Source excerpt:
Thus, in one of Jacobs' illustrations, it was disastrous for the hunter-gather Ik tribe of southern Uganda when they were forcibly resettled from hunting into farming. The Ik had no difficulty learning how to farm, but they were unable to make the mental adjustments necessary to sustain a trading way of life. Holding on to their old ways while adopting the new manner of making a living, they turned their force and cunning on each other.

Closer to home, we can observe more familiar forms of raider corruption when our police officers and public officials traffic in what should not be for sale. Chicago, in the years I practiced there, was governed by one of the great raiders of all time, Richard J. Daley. Chicagoans still argue over the personal probity of the late Mayor, but there is no doubt that the Democratic machine he headed, and the Cook County government—which was sometimes controlled by Republicans—were theme parks of raider culture gone bad. A federal investigation in the 1980s confirmed what every Chicago lawyer already knew or suspected: it was not only clerks, but certain judges, who were on the take. “Operation Greylord” made clear that the rot was deep and systemic.

Systemic corruption can wear pin stripes as well as polyester. As her prime example of what happens when traders take up raiding, Jacobs points to investment banking in the takeover era. The experience of large law firms in the same period provides a parallel illustration. Into the risk-averse worlds of corporate lawyers and bankers in the 1970s came a new generation of raiders, a mogul horde the likes of which had not been seen since the days when Jay Gould and other grandees of greed held sway. The corporate raiders' business was at first turned away by established firms. This was partly out of concern not to offend existing clients, but also because the raiders' tactics (such as using lawsuits for pure harassment) were so repugnant. That opened a legal niche to be quickly filled by younger, more aggressive, firms formed (as Lincoln Caplan points out in his chronicle of the rise of the Skadden firm) by Catholics, Jews, and non-Ivy Leaguers who had been snubbed by old-line firms.

The established firms soon found themselves forced to defend their clients against hostile takeovers. Eventually, most began to represent raiders as well. Louis Auchincloss, who retired from a Manhattan firm in 1987 to devote himself to fiction, observed sadly, “There was a time when you brought a suit only to right a wrong or collect an obligation. That all the finest firms [now bring takeover suits] is the single most corrosive factor in the ethics of the bar.” Transactional lawyers (who used to be litigation-shy) joined forces with courtroom lawyers in the exciting new work. Together they hunted enterprises ripe for capture. They jointly plotted acquisitions and lawsuits. The workaholic Rambo was born.

Listen to how Lawrence Lederman, in his Tales from the Takeover Era, described what drew him from ordinary corporate law to takeover work: “Besides agility, attempting a takeover requires craft and the willingness to take risks.” “Given a choice I preferred representing raiders. Besides enjoying the planning, as an outsider I was attracted to the entrepreneurial clients, interesting men with a sense of themselves who were trying to make their mark and didn't mind challenging and dismantling rigid corporate empires.” “[L]ittle else in business galvanized people and brought them together as cohesively as organizing an attack that would require speed, surprise, and precision timing.” “I found that all the mystery and excitement of sex, of breaking down resistance, of scoring and conquest, were associated with a takeover. Manliness was at stake, and measured.” “[T]he takeover told of cunning and daring and the power to take what you wanted.”

What you need to do:
**A.** Answer these questions using the excerpt on raider culture:
(i) Which tribe was forcibly resettled from hunting into farming?
(ii) What was the name of the federal investigation in the 1980s?
(iii) In what year did Louis Auchincloss retire from a Manhattan firm?
**B.** Count the lines in the records that contain the string "headlight", and give only the number.

Excerpts of labeled region data

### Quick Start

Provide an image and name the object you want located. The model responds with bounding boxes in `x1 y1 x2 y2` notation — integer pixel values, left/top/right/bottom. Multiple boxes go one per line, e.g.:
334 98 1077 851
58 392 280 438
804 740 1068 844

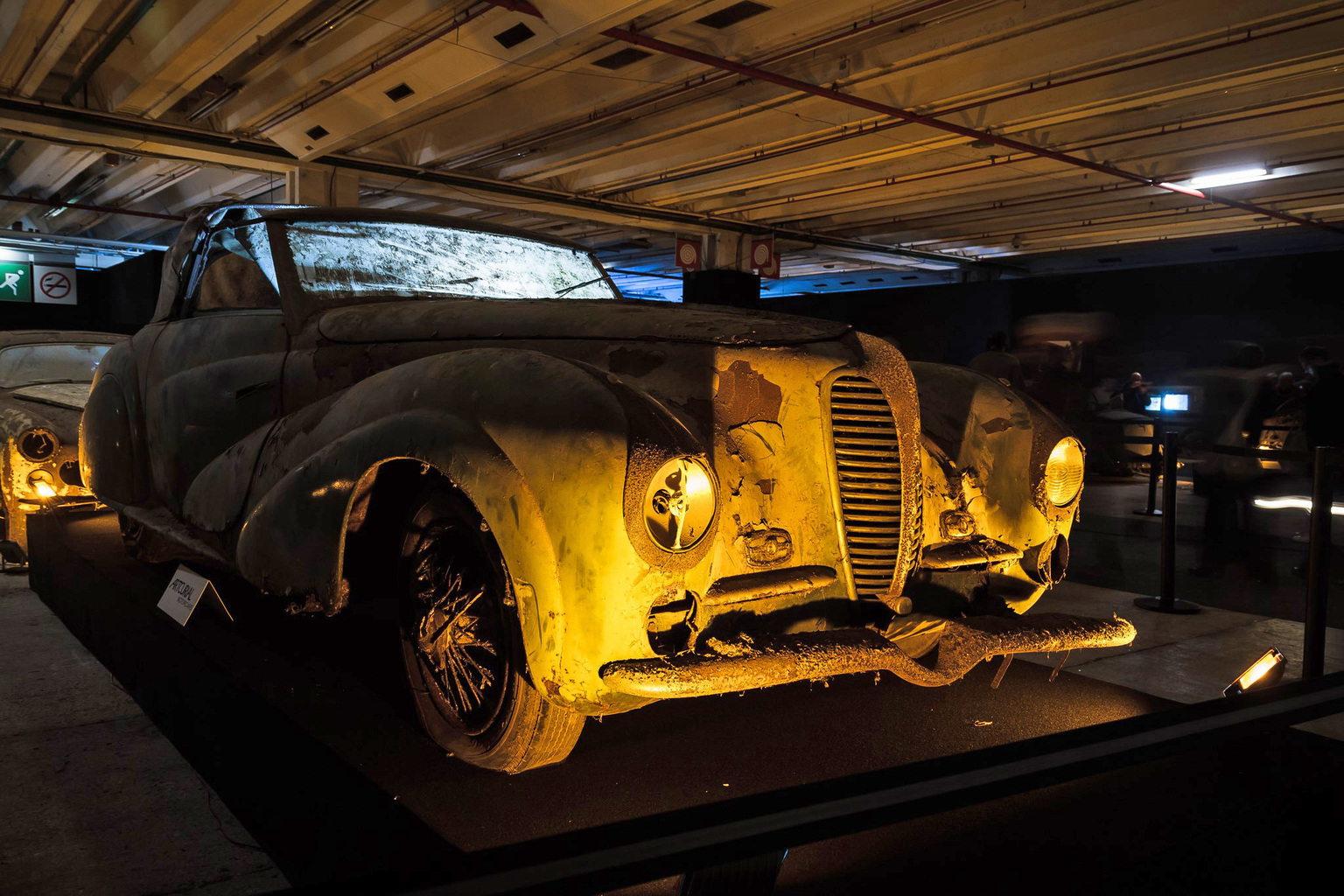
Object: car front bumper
601 612 1136 700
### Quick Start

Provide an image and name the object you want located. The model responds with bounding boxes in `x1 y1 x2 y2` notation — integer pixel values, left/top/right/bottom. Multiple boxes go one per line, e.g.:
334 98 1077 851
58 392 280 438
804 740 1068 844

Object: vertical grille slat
830 376 902 598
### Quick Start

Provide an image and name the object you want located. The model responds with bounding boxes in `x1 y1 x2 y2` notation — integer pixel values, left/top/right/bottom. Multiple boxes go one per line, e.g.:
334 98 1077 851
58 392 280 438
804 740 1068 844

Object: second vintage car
80 206 1134 771
0 331 125 563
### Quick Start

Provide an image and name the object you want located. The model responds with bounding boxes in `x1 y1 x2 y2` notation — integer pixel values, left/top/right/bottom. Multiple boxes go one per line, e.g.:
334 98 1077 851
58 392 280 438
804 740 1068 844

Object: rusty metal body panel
0 331 123 550
82 202 1107 715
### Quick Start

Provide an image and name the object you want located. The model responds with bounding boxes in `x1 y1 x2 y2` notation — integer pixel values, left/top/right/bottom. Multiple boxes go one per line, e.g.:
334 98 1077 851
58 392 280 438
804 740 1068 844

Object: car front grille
830 376 902 598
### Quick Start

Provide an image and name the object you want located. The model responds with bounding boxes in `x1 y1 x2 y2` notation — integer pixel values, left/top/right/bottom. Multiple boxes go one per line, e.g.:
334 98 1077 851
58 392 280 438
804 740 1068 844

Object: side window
184 226 279 316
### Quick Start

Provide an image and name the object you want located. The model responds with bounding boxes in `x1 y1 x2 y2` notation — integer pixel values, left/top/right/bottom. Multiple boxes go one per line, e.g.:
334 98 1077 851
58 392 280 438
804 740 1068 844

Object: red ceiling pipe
598 15 1344 196
452 0 960 170
602 28 1344 233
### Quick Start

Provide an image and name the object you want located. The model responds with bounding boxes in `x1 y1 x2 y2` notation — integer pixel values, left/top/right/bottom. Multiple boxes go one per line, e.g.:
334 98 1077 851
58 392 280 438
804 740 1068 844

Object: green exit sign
0 262 32 302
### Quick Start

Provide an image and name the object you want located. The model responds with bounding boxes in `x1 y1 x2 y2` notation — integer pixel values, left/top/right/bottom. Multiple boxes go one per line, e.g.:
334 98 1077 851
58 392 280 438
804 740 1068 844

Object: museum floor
0 516 1344 896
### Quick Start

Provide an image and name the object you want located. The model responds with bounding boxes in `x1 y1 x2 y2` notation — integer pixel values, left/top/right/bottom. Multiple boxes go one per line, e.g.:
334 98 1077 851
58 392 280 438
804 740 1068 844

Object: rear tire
399 485 586 774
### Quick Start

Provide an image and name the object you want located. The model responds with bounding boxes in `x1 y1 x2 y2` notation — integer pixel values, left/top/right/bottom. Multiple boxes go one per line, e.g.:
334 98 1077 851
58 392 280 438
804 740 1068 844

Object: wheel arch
236 410 564 687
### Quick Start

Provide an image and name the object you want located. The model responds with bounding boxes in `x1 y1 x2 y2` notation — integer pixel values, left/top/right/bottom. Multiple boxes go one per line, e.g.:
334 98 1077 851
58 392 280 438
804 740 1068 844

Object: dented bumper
601 612 1136 700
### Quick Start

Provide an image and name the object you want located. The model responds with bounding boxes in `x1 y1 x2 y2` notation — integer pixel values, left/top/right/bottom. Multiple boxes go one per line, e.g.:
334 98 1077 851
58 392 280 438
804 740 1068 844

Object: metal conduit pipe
817 155 1344 234
715 100 1344 215
598 8 1344 196
452 0 960 169
0 193 187 221
602 28 1344 234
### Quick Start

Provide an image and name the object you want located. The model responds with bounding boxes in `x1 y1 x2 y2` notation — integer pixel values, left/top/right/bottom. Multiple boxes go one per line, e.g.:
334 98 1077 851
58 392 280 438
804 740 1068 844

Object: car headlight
28 470 57 499
19 429 60 462
1046 435 1083 507
644 457 718 554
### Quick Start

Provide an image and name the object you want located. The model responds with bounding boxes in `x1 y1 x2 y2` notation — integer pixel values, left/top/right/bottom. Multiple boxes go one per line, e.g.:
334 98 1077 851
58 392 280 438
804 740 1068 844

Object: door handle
234 380 276 402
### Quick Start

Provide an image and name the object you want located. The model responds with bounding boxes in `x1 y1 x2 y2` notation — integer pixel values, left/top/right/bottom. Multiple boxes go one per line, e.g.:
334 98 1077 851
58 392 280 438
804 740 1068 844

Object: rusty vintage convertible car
80 206 1133 771
0 331 125 563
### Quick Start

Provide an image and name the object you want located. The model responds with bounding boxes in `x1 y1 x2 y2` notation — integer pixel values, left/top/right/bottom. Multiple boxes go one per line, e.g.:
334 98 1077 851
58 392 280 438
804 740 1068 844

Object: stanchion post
1302 447 1334 678
1134 417 1166 516
1134 432 1200 612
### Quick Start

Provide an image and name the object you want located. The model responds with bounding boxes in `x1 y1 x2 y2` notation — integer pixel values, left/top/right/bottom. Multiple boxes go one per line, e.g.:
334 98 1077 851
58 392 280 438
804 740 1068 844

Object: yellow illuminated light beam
1223 648 1287 697
1254 494 1344 516
1236 650 1278 690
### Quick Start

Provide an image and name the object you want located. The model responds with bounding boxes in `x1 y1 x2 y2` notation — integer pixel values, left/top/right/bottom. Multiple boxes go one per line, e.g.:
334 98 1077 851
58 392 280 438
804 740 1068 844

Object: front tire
401 486 584 774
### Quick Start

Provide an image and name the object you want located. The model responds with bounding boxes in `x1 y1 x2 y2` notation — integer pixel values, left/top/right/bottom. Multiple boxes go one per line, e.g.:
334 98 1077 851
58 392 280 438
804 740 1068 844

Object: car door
145 223 289 521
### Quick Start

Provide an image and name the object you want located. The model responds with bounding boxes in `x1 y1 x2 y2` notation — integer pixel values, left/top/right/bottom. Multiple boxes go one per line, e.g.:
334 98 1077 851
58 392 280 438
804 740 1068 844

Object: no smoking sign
32 264 80 304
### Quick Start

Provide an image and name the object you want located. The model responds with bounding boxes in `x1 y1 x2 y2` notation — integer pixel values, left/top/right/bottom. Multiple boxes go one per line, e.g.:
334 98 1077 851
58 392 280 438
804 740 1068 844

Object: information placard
158 565 234 626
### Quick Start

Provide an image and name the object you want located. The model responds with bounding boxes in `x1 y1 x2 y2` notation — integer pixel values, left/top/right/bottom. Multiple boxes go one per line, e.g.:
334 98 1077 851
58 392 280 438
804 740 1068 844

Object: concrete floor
0 574 288 896
1023 582 1344 740
1068 479 1344 627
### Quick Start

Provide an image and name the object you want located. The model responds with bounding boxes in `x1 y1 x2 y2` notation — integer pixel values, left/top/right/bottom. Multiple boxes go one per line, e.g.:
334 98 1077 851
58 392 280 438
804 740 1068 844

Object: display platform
30 514 1344 893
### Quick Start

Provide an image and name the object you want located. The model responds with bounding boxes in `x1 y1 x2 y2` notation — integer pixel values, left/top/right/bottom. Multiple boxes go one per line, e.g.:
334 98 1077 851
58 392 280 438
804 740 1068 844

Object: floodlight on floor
1223 648 1287 697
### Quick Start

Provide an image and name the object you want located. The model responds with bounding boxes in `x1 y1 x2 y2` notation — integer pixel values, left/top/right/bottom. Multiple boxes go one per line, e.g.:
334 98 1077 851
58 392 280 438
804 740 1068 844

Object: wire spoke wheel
399 482 586 774
410 522 509 735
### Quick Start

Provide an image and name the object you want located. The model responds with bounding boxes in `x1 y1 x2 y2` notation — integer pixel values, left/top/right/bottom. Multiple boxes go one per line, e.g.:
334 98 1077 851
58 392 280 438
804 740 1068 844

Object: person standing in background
1119 371 1148 414
1301 346 1344 447
966 331 1023 388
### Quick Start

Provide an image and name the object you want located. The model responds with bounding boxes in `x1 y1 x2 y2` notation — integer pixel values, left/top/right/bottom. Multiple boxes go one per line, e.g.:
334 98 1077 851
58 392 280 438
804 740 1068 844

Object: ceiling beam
602 28 1344 234
0 97 989 270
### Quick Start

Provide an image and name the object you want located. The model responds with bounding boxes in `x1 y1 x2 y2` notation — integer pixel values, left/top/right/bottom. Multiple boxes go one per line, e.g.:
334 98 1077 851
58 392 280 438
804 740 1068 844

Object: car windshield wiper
555 274 606 298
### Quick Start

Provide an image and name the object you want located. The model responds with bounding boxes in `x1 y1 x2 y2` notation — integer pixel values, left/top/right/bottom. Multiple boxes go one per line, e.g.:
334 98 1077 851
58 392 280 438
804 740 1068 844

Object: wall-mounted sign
32 264 80 304
752 236 780 276
0 262 32 302
676 236 704 271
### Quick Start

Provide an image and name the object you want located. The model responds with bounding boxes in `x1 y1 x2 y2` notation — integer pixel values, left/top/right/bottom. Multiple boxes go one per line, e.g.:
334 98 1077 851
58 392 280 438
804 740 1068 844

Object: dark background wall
0 253 164 333
762 251 1344 366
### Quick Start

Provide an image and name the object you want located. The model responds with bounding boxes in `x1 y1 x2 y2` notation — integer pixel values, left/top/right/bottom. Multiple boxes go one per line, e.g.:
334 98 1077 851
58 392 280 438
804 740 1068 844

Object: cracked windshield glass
285 221 617 304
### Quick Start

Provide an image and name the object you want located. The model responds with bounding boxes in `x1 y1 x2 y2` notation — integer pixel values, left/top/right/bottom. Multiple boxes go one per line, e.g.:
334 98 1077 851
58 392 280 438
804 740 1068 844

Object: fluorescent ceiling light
1186 168 1269 189
1256 496 1344 516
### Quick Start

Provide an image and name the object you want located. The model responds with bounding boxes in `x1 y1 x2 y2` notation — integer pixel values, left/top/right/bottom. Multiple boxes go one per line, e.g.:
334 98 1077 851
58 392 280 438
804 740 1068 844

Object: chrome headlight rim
1041 435 1086 508
641 454 719 555
13 426 60 464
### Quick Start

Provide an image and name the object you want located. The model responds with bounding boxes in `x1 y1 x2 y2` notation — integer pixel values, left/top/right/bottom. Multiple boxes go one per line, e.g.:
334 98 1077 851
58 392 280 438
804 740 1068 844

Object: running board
601 612 1136 700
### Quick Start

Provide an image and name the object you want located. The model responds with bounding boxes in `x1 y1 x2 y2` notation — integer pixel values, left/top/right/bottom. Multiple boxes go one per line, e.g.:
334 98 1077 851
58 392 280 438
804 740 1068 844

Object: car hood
10 383 93 411
317 298 850 346
0 383 88 444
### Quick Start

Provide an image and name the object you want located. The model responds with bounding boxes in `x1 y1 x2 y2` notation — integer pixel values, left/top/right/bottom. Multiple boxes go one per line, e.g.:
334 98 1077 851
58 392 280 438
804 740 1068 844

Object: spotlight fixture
1223 648 1287 697
1253 494 1344 516
28 470 57 499
1186 168 1269 189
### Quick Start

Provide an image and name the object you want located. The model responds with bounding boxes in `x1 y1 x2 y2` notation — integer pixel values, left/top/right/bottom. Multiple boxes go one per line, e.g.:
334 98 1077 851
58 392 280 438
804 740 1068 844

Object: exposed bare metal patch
714 361 783 429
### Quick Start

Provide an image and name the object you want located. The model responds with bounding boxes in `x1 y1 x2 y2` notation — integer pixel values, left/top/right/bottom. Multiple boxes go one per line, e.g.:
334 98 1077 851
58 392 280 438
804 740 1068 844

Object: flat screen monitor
1163 392 1189 411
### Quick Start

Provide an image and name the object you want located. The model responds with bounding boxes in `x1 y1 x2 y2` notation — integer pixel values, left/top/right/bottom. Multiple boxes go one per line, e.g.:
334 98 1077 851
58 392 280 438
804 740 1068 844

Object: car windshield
0 342 108 388
285 221 617 304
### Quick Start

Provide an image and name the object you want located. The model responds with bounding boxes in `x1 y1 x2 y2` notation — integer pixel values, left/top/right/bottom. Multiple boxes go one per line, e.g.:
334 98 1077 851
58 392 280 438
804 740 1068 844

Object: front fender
235 349 708 712
910 363 1081 608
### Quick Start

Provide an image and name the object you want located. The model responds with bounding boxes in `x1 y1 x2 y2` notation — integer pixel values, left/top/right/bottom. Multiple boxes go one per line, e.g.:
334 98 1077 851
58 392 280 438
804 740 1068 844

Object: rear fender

Answers by task:
**A.**
(i) The Ik tribe of southern Uganda
(ii) Operation Greylord
(iii) 1987

**B.** 2